## Document text

+++++

The Grinch (also known as Dr. Seuss' The Grinch) is a 2018 American computer-animated Christmas fantasy comedy film produced by Illumination and distributed by Universal Pictures. Based on the 1957 book How the Grinch Stole Christmas! by Dr. Seuss, it is the third screen adaptation of the story, following the 1966 television special starring Boris Karloff and the 2000 live-action feature-length film starring Jim Carrey. It marks Illumination's second Dr. Seuss film adaptation, following The Lorax (2012). The film was directed by Scott Mosier and Yarrow Cheney (in the former's feature directorial debut) and produced by Chris Meledandri and Janet Healy, with a screenplay written by Michael LeSieur and Tommy Swerdlow. The film stars the voices of Benedict Cumberbatch, Rashida Jones, Kenan Thompson, Angela Lansbury (in her last voice acting role before her death in 2022), and narration by Pharrell Williams. The plot follows the Grinch and his pet dog Max as they plan to stop Whoville's Christmas celebration by stealing all the town's decorations and gifts.

The Grinch was released and distributed by Universal Pictures in the United States on November 9, 2018. It grossed over $526 million worldwide, becoming the highest-grossing Christmas film of all time, as well as the highest-grossing Dr. Seuss film adaptation. It received mixed reviews from critics, who praised the animation and the vocal performances (particularly from Cumberbatch), but criticised the lack of creative license. This was the final Dr. Seuss film adaptation released during the lifetime of Seuss's widow Audrey Geisel, who served as executive producer of the film and died on December 19, 2018, five weeks after the film's release.

Plot

In the town of Whoville, the human-like people called Whos are filled with excitement about celebrating Christmas. However, the only one who is not amused is the grumpy, cantankerous and green-furred Grinch, born with a heart being "two-sizes too small". He lives in his cave with his dog, Max, and only goes into Whoville to buy groceries and harass the Whos.

Meanwhile, 6-year-old Cindy Lou Who notices her mother Donna is overworked trying to take care of herself and her twin infant brothers, Buster and Bean. Cindy Lou initially decides to send a letter to Santa Claus to help her mother, but after an encounter with the Grinch — who sarcastically tells her that, if the matter is so urgent, she will have to talk to Santa face-to-face about it — she decides to go to the North Pole to talk to Santa himself. When Donna tells her that a round trip to the North Pole would take a month, she instead decides to try trapping Santa with the help of her friends.

With Christmas approaching, an attempt by the Grinch to ruin a tree-lighting ceremony goes wrong, resulting in him having a flashback about his disjointed childhood spent alone and unwanted in an orphanage. The Grinch soon decides that he will steal Christmas from Whoville to assuage his distress. He and Max acquire a fat reindeer, whom the Grinch calls Fred, and steal a sleigh from his neighbor Bricklebaum. After a test run, the Grinch and Max discover that Fred has a family, and the Grinch emotionally agrees to let Fred go home with them.

+++++

## Record excerpts
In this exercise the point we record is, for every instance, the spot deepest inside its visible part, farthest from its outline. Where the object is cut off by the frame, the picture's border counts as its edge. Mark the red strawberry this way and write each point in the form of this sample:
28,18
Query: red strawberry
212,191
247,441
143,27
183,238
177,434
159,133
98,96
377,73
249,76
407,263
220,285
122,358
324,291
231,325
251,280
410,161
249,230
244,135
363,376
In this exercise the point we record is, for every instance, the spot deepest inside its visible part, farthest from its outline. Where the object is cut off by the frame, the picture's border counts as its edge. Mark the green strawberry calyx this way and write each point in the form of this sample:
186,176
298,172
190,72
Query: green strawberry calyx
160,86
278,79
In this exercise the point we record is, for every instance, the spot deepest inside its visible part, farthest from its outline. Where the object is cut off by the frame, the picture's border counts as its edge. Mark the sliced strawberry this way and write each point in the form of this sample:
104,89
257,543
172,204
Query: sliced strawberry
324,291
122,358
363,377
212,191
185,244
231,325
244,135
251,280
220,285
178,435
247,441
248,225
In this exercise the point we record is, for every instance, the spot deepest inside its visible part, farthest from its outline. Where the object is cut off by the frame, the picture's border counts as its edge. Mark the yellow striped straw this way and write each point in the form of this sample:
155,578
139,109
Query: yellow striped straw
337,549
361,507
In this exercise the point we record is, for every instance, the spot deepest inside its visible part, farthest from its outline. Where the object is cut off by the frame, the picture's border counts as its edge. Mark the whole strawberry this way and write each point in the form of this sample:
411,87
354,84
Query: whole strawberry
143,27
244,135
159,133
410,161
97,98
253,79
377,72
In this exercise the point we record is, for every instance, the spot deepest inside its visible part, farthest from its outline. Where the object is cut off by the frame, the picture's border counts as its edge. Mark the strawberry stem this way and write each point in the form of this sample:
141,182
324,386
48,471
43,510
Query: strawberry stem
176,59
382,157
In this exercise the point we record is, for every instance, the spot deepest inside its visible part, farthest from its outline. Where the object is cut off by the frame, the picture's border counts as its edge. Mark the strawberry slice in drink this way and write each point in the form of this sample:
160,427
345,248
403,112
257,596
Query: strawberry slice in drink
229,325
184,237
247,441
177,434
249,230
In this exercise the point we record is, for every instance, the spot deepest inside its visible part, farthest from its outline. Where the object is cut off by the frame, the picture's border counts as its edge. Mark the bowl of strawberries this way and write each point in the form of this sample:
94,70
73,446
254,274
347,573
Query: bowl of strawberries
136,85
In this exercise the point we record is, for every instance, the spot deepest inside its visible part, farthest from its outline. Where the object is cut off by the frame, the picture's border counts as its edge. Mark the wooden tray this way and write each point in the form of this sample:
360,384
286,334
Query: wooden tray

+++++

## Stated task
Please answer from the text above on the 2018 film The Grinch: what did the film gross worldwide?

## Solution
Over $526 million.